Document text —

# Fleetwood Wilderness Roof Replacement



## robk5787 (May 7, 2011)

Well, the trailer is roughly 7 years old and when I had a small area patched the repair man stated that it was almost time to replace the roof. Quoted me a price of $2,500 fro complete re-install. I guess my first question is that replacing the roof is necessary? Second question is how much have you paid and does the estimate provided sound fair? Thank you in advance for any insight on this process.

I have 2004 Fleetwood Wilderness Advantage. It appears to be the hard roof that you can walk on and not the rubber roof.


----------



## Grandview Trailer Sa (May 18, 2011)

Re: Fleetwood Wilderness Roof Replacement

I am going to guess you do have a rubber roof.

Well, a rubber roof is designed to last 20 years....WITH PROPER MAINTENANCE!  It has 12 year warranty, but a little secret is...first 5 years are parts and labor...balance is just parts.  NOW...all the seams need maintenance performed at least annually...I tell my customers to look at it twice annually.

Given entries —
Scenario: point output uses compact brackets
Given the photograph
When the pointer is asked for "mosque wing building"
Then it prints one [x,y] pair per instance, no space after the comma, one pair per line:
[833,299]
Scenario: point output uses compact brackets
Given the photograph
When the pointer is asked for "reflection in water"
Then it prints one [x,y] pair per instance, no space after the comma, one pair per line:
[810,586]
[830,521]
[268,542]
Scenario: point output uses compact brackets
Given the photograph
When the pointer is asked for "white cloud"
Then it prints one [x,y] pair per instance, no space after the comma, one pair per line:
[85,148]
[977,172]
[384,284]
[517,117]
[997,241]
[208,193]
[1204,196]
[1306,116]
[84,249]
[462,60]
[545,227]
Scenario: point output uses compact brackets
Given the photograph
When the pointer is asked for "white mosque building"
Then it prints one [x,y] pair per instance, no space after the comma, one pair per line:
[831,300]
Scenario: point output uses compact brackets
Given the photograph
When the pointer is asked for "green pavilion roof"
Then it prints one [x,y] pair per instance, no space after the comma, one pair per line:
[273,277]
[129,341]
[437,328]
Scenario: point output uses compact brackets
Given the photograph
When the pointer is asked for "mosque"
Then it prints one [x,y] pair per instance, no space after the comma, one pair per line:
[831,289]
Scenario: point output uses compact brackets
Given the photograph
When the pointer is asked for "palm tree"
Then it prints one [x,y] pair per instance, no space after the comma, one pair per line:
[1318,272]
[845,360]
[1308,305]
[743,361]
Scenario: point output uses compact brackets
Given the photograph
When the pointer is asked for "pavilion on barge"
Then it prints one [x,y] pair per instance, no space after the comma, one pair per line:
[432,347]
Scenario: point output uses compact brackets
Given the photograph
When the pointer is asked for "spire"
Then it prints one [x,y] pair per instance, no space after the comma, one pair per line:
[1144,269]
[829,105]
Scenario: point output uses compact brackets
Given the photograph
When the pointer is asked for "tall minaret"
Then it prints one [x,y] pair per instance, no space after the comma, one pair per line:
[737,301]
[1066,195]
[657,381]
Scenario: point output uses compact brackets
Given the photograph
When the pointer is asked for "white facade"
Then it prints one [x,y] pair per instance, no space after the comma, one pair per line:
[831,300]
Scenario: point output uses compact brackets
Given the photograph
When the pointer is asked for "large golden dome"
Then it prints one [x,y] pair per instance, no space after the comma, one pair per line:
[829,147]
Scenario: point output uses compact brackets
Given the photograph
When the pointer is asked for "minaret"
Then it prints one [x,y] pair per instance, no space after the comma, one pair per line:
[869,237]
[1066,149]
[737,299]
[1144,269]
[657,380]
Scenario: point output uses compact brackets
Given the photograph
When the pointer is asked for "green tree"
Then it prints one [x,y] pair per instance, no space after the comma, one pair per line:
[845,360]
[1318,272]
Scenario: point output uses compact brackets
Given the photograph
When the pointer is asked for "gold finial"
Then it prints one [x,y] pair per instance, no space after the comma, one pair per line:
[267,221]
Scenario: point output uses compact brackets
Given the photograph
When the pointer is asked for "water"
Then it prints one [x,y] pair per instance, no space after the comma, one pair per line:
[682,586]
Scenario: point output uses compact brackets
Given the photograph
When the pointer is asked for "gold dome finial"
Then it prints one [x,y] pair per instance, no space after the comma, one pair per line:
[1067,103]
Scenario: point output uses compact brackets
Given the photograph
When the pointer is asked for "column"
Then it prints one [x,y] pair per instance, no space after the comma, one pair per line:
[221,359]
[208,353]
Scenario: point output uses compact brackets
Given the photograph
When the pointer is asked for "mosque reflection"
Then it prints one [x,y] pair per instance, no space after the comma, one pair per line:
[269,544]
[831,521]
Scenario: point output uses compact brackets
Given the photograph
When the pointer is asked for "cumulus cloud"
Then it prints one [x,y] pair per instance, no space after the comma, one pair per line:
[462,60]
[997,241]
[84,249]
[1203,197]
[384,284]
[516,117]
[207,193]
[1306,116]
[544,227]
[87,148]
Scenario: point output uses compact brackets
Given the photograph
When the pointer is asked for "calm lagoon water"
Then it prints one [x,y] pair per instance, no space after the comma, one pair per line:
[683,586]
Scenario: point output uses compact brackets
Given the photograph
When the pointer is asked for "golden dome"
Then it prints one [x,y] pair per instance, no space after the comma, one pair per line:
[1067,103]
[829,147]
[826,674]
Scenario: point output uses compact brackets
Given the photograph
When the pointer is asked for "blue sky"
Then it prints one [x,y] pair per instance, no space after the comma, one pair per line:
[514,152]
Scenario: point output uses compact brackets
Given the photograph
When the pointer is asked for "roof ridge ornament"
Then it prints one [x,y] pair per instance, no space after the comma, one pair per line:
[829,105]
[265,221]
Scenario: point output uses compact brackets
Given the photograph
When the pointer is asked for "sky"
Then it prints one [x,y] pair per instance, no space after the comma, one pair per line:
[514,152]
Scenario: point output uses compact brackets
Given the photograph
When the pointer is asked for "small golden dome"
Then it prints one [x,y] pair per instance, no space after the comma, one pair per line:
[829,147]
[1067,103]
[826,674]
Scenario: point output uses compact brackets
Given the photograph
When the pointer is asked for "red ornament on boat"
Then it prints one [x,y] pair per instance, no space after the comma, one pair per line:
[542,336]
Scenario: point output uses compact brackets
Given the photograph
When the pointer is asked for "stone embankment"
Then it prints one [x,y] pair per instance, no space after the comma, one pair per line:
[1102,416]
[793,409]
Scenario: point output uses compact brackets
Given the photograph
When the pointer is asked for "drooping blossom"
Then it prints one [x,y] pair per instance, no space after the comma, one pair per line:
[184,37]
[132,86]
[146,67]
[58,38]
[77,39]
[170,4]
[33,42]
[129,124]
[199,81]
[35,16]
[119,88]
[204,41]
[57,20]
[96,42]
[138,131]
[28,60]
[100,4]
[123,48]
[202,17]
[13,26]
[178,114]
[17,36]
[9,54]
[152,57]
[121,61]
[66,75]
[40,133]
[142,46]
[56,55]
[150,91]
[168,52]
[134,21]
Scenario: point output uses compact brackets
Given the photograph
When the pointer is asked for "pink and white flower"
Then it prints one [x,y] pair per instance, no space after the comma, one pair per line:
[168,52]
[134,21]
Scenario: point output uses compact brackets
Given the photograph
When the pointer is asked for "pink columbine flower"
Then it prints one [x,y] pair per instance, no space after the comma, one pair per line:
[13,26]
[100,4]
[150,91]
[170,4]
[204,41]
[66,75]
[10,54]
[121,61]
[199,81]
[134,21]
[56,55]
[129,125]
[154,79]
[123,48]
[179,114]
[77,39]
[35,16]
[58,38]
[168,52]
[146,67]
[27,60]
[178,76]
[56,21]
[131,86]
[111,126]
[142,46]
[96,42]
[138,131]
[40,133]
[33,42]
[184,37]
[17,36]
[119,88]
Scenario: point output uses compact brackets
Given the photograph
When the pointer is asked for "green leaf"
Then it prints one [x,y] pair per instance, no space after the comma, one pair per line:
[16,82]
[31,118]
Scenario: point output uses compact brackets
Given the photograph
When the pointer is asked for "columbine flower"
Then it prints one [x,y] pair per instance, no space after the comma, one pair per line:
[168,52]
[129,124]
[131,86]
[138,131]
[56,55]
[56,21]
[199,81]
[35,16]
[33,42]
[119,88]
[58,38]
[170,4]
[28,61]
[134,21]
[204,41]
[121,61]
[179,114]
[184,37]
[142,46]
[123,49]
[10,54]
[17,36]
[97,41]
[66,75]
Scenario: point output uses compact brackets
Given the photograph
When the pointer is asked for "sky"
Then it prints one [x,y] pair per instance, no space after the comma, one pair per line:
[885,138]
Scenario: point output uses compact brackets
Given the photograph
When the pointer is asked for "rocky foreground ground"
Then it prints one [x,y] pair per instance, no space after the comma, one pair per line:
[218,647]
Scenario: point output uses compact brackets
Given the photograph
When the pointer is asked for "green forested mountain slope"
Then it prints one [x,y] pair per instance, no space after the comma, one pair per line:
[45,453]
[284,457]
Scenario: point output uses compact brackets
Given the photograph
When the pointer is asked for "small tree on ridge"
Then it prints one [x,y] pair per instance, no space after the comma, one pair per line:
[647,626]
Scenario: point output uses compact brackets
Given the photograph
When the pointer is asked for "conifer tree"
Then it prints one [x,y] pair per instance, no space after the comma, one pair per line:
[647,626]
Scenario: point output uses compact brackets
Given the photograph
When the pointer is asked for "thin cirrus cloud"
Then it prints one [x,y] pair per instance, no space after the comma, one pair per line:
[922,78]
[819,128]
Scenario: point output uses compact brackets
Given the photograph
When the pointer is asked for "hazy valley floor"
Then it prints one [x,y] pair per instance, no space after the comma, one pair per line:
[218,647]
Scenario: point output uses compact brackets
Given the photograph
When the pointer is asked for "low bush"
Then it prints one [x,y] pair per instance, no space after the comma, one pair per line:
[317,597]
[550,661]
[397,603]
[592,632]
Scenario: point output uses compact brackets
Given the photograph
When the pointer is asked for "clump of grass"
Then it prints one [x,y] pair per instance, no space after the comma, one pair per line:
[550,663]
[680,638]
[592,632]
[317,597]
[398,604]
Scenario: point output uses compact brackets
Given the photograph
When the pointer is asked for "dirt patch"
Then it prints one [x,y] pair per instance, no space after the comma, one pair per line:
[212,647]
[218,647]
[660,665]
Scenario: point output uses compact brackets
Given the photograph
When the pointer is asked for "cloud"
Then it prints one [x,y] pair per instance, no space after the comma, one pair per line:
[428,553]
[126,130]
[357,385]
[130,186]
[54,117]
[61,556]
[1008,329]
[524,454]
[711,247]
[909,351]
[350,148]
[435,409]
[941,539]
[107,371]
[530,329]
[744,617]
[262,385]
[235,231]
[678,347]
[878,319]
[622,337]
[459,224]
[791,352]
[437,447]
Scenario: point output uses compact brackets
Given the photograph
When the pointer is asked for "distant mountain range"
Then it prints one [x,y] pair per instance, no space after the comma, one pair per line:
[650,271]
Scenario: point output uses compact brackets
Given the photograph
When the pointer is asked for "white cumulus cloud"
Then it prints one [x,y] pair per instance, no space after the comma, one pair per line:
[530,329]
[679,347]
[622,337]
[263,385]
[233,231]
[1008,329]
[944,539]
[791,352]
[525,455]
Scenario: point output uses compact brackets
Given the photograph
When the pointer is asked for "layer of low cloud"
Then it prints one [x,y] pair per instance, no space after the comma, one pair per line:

Exercise requirements —
- 1) Extract the portion of the roof replacement thread starting at "I am going to" and ending at "it twice annually.".
- 2) Write the next part of the Fleetwood roof replacement thread, beginning after its final sentence.
The data shown here originate from a separate source.

Task answers —
- 1)
I am going to guess you do have a rubber roof.

Well, a rubber roof is designed to last 20 years....WITH PROPER MAINTENANCE!  It has 12 year warranty, but a little secret is...first 5 years are parts and labor...balance is just parts.  NOW...all the seams need maintenance performed at least annually...I tell my customers to look at it twice annually.

- 2)
Actually 2,500 sounds cheap, but it is based on the length of the trailer and you did not say that.  Also, is he just putting new rubber down or doing it right with new wood and rubber.  To do it right, it takes a lot of time, as you have to remove everything on the roof, trim around the roof, lay new luan down on top of the old roof, glue the new rubber roof down, and reinstall everything you took off.


----------



## robk5787 (May 19, 2011)

Re: Fleetwood Wilderness Roof Replacement

Well, apparently the previous owner did not maintain it very well. The old rubber roof had severe oxidation but no leaks and seals were good. The local RV repair guy was highly recommended and explained that he would do the following:
 - Completely tear off old roof and replace any damaged wood panels underneath
 - Talked him into putting on a new synthetic roof vs. the old rubber epdm material
$2500 total for a 30' Wilderness

Shopped around after posting the earlier question and iit seams this is an excellent price. I hope this guy does a good job...


----------



## Grandview Trailer Sa (May 19, 2011)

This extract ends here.